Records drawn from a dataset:
┏━━

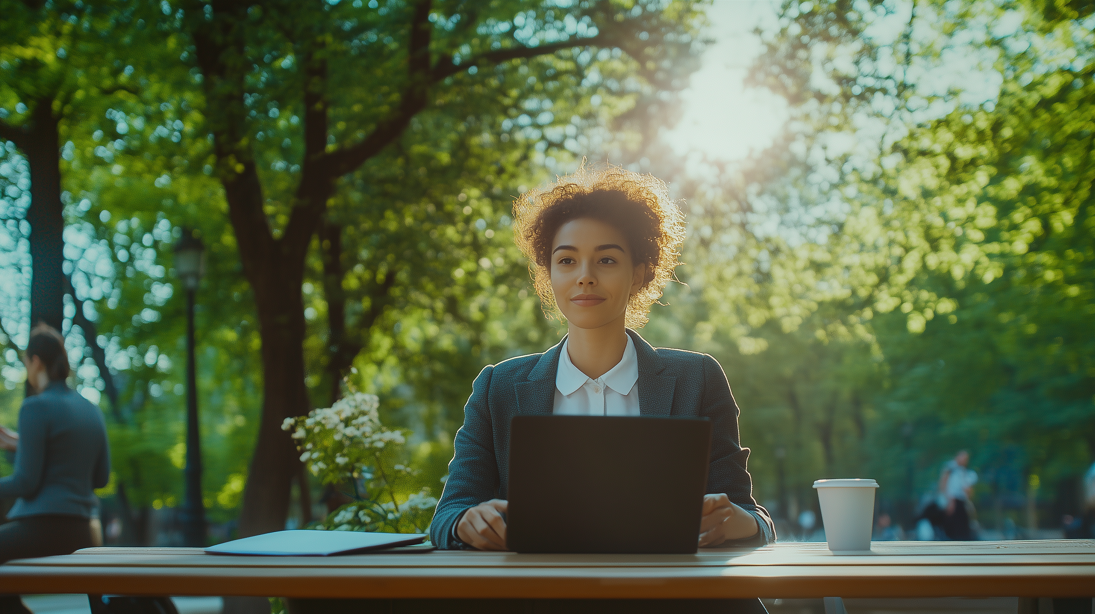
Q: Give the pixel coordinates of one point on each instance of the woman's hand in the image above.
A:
(483, 528)
(723, 521)
(9, 439)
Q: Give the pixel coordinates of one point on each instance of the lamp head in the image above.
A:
(189, 259)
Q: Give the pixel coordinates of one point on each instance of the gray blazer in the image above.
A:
(62, 455)
(671, 382)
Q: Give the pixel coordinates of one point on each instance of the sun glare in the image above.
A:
(722, 118)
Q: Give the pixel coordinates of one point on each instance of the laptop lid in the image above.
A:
(607, 485)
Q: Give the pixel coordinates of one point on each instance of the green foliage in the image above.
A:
(908, 271)
(346, 443)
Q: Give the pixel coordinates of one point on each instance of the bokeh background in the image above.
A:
(891, 241)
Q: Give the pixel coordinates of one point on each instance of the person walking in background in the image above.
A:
(956, 488)
(1083, 526)
(61, 455)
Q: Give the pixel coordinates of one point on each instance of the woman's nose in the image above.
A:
(586, 278)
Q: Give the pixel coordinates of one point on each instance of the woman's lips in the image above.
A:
(587, 300)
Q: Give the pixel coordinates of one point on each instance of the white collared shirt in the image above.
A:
(614, 393)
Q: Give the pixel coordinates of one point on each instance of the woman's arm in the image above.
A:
(473, 472)
(727, 473)
(31, 456)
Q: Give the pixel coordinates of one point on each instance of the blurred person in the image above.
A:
(949, 509)
(956, 489)
(61, 455)
(1083, 525)
(886, 531)
(602, 246)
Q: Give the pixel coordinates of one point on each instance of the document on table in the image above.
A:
(320, 543)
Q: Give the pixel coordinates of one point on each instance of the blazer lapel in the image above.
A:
(655, 391)
(537, 395)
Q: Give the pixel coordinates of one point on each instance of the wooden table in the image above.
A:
(895, 569)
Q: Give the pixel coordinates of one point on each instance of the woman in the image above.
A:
(61, 455)
(603, 245)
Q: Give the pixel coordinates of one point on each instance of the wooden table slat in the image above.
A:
(1046, 568)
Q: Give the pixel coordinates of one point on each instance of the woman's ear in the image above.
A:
(641, 278)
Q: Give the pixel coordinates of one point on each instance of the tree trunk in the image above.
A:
(47, 223)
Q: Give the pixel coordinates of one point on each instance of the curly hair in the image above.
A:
(636, 205)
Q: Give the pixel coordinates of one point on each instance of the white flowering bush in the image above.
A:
(347, 445)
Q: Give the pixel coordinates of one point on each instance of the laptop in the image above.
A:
(607, 484)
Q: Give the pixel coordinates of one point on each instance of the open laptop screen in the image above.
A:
(607, 485)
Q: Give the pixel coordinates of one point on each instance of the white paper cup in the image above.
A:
(848, 510)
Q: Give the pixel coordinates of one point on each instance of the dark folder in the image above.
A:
(319, 543)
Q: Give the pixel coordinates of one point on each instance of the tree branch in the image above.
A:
(498, 56)
(347, 160)
(98, 354)
(414, 100)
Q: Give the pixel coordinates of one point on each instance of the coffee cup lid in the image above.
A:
(853, 483)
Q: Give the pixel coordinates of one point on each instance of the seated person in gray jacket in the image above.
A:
(603, 244)
(61, 455)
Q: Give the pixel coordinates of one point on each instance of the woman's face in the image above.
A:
(592, 274)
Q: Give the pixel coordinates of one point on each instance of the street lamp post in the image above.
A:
(781, 453)
(189, 266)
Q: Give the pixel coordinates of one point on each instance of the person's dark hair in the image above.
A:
(638, 206)
(48, 345)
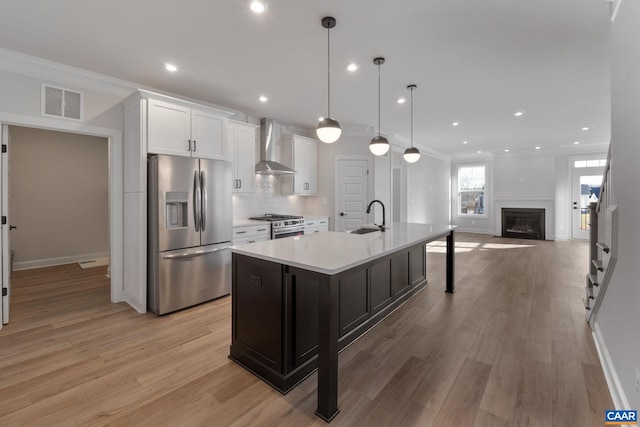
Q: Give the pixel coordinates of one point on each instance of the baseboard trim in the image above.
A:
(615, 388)
(50, 262)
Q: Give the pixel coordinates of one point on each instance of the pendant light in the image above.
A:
(411, 155)
(328, 129)
(379, 145)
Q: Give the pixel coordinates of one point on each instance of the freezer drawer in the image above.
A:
(183, 278)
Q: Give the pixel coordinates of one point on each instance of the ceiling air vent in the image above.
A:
(60, 102)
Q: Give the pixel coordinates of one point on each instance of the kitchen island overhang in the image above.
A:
(297, 301)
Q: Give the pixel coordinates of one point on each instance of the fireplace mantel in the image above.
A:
(548, 204)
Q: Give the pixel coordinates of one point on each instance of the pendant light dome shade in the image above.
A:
(328, 130)
(379, 145)
(411, 154)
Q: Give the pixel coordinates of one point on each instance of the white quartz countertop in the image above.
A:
(333, 252)
(244, 222)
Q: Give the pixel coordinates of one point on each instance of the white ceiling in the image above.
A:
(474, 61)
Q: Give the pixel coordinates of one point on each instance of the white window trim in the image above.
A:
(487, 204)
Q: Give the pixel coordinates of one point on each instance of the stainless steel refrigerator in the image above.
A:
(190, 230)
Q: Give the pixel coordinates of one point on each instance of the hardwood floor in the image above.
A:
(509, 348)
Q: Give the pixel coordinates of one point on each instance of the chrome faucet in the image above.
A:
(383, 214)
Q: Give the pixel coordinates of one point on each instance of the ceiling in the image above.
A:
(474, 62)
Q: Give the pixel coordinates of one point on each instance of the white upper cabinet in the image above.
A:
(185, 131)
(301, 154)
(208, 133)
(241, 138)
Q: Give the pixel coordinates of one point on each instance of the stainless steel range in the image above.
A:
(283, 225)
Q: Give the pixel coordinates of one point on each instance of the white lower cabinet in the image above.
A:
(316, 225)
(251, 234)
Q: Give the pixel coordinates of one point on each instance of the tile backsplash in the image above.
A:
(267, 199)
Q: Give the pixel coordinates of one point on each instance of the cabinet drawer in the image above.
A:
(251, 239)
(252, 230)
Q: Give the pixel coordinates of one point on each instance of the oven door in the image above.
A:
(283, 232)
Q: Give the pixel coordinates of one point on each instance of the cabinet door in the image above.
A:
(400, 274)
(241, 146)
(246, 159)
(169, 128)
(207, 134)
(305, 159)
(311, 166)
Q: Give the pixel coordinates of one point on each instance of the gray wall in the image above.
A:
(619, 316)
(59, 196)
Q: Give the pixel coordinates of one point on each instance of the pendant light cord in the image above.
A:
(328, 74)
(411, 117)
(379, 99)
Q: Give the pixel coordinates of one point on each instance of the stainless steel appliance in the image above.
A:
(189, 231)
(283, 225)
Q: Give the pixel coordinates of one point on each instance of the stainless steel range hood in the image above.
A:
(269, 136)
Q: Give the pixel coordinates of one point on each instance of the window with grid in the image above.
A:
(471, 190)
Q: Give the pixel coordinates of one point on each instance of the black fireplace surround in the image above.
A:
(523, 223)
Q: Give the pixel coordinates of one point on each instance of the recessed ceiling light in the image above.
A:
(258, 6)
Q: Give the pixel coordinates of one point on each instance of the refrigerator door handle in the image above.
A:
(197, 200)
(194, 253)
(203, 211)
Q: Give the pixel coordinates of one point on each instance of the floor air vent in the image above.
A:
(60, 102)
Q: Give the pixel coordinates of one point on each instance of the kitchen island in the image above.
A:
(297, 301)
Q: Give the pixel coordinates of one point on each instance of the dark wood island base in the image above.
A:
(288, 321)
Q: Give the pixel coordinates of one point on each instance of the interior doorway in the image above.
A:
(58, 198)
(115, 208)
(585, 189)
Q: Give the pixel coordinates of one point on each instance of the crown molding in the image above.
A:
(46, 70)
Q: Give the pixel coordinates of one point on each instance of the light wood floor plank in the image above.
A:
(509, 348)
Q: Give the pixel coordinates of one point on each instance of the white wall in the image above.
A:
(59, 197)
(619, 316)
(428, 190)
(21, 95)
(525, 176)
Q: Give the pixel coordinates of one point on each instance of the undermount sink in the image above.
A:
(364, 230)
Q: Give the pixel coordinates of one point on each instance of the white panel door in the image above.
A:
(4, 208)
(352, 193)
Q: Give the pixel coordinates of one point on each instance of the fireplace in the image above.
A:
(523, 223)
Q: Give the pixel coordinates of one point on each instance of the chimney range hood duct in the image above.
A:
(269, 136)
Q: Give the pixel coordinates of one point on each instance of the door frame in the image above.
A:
(338, 183)
(575, 174)
(116, 187)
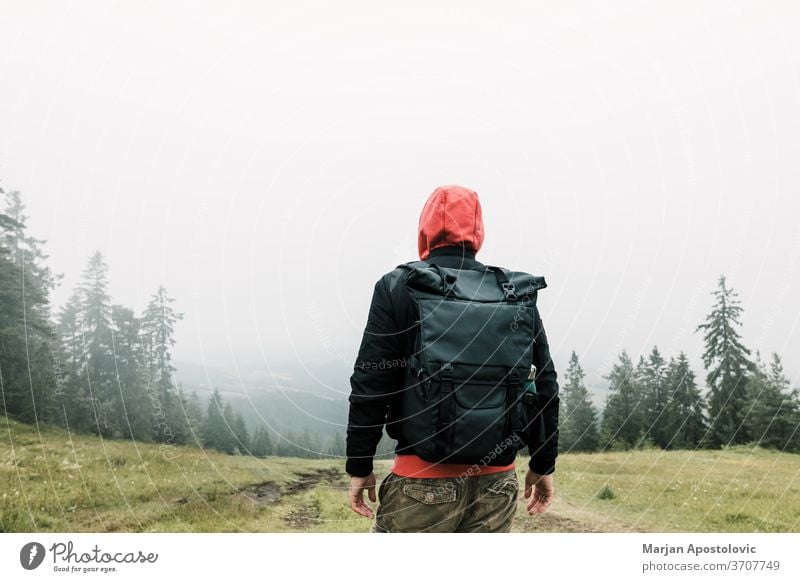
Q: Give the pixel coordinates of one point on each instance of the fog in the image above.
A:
(268, 163)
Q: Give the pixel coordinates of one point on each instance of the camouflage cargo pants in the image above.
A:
(478, 503)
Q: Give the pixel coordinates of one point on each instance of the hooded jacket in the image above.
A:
(450, 233)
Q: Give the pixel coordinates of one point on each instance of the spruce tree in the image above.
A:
(727, 364)
(577, 427)
(685, 424)
(132, 406)
(215, 431)
(97, 367)
(262, 443)
(623, 423)
(655, 396)
(27, 339)
(158, 322)
(774, 414)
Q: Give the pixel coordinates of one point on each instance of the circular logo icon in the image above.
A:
(31, 555)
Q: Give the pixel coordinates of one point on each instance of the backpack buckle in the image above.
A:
(509, 290)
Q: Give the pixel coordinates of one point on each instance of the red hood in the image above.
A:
(452, 215)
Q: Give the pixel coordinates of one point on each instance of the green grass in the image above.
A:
(54, 481)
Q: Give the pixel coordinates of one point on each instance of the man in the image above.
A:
(419, 495)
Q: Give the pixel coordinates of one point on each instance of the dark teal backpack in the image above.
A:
(465, 398)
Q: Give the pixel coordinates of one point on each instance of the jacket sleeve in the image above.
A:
(543, 454)
(377, 374)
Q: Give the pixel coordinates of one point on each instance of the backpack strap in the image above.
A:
(405, 267)
(507, 286)
(512, 395)
(446, 405)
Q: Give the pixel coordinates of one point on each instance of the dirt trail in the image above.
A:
(566, 517)
(269, 493)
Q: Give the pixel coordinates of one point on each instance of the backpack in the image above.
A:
(465, 397)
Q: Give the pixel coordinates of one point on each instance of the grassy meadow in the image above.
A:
(54, 481)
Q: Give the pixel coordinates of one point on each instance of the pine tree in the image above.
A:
(262, 443)
(131, 403)
(622, 425)
(685, 423)
(774, 415)
(215, 430)
(73, 394)
(194, 416)
(97, 368)
(577, 427)
(655, 396)
(727, 364)
(158, 321)
(27, 340)
(240, 433)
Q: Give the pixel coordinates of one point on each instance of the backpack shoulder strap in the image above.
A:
(398, 271)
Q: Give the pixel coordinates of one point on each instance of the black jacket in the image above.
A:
(377, 379)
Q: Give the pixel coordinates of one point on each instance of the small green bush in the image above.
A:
(606, 493)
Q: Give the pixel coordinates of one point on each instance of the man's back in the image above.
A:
(450, 233)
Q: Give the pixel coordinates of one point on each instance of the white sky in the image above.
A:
(268, 163)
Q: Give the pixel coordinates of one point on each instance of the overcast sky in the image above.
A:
(268, 164)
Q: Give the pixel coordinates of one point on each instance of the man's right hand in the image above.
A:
(357, 487)
(542, 488)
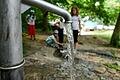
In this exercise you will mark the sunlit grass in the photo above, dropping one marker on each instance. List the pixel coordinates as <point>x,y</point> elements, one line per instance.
<point>104,34</point>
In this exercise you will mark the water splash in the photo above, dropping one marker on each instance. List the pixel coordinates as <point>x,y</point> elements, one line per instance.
<point>68,64</point>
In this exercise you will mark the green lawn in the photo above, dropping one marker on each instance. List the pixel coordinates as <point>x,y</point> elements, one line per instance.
<point>104,34</point>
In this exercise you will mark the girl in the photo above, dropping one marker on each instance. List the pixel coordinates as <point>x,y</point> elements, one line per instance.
<point>75,24</point>
<point>31,24</point>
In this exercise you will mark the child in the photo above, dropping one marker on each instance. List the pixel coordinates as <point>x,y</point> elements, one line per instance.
<point>75,24</point>
<point>31,24</point>
<point>60,25</point>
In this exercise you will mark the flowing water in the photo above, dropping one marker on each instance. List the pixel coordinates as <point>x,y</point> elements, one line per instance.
<point>69,61</point>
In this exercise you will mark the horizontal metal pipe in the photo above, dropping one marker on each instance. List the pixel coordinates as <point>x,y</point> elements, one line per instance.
<point>49,7</point>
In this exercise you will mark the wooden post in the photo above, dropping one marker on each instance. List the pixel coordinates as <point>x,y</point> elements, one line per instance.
<point>11,54</point>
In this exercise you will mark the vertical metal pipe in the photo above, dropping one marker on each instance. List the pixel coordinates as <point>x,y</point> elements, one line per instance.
<point>49,7</point>
<point>11,56</point>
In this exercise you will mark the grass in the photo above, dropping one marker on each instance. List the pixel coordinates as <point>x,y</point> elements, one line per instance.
<point>104,34</point>
<point>113,66</point>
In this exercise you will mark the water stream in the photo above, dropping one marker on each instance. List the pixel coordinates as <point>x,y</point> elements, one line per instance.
<point>68,64</point>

┗━━

| Task item |
Pick from the records each line that contains the word "lamp" and show it.

| Final answer |
Q: Give the pixel coordinates of one point on each instance of the lamp head in the image above.
Q: Give the pixel coordinates of one point on each instance of the street lamp post in the image above.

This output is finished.